START Supplied data

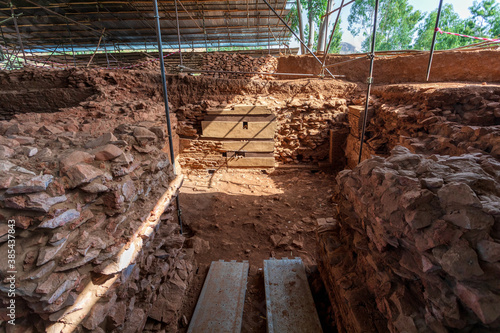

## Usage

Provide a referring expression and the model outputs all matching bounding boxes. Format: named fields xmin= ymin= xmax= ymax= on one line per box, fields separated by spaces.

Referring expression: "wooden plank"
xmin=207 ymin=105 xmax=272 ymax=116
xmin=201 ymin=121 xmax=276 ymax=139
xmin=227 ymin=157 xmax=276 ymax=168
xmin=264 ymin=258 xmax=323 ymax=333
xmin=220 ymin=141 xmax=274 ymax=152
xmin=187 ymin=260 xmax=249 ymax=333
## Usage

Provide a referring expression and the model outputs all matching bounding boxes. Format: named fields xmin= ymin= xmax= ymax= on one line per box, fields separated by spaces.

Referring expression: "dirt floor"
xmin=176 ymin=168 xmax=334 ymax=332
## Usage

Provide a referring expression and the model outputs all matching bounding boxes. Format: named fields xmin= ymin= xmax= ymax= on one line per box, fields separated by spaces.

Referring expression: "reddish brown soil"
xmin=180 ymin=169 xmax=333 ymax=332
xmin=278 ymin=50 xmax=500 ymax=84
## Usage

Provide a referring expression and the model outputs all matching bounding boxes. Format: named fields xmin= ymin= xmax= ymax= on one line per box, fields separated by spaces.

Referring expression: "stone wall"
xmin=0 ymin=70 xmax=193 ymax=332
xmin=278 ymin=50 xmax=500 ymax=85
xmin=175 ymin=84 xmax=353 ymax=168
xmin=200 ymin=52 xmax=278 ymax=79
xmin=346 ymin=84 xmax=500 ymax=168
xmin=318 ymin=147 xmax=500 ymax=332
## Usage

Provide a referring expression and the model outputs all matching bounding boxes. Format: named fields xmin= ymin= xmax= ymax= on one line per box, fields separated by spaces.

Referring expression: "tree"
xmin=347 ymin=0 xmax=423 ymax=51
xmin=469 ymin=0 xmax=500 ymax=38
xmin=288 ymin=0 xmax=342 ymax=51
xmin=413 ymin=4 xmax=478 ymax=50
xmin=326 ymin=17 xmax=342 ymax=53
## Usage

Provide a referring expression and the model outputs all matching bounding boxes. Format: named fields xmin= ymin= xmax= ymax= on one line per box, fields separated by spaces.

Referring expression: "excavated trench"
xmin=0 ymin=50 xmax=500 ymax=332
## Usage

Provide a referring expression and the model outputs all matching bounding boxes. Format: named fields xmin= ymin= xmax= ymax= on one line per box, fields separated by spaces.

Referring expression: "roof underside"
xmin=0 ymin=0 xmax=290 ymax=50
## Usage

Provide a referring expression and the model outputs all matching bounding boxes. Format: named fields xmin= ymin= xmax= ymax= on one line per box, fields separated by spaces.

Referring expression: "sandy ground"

END Supplied data
START Supplied data

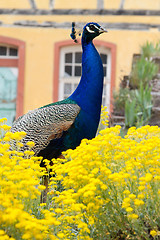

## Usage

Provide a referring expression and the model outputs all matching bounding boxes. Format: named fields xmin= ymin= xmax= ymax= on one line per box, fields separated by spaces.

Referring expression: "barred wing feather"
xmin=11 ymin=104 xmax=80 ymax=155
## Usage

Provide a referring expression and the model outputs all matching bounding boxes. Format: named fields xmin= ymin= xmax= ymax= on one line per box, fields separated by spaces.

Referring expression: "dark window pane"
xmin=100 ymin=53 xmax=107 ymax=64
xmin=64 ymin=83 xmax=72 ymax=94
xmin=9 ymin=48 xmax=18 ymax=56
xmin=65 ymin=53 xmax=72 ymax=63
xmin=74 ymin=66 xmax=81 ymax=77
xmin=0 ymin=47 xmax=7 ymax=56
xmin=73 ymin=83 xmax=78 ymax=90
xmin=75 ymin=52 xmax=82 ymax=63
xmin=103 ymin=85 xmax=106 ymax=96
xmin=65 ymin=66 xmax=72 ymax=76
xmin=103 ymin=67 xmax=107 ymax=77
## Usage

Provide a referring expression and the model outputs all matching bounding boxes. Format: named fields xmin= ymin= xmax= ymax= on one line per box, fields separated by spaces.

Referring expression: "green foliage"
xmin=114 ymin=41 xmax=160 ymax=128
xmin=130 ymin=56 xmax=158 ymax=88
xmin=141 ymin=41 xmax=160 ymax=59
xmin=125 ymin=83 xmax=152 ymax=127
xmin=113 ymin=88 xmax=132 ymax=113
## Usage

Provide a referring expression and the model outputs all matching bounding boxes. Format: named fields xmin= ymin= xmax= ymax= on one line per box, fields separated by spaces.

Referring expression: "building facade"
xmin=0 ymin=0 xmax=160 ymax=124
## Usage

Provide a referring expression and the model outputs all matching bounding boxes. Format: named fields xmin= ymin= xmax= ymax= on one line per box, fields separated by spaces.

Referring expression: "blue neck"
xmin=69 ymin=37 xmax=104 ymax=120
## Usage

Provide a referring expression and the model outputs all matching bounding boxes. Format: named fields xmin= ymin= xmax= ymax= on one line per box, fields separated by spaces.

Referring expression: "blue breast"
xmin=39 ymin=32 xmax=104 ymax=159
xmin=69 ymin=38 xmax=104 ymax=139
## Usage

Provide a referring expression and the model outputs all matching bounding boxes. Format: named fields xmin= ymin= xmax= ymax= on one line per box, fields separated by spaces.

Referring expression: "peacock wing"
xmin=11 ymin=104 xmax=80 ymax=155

END Supplied data

- Requirements:
Please pick out every line in the records above that contains the string "wing", matching case exactly, and copy each one.

- Written response:
Referring expression: "barred wing feather"
Referring expression: "peacock wing"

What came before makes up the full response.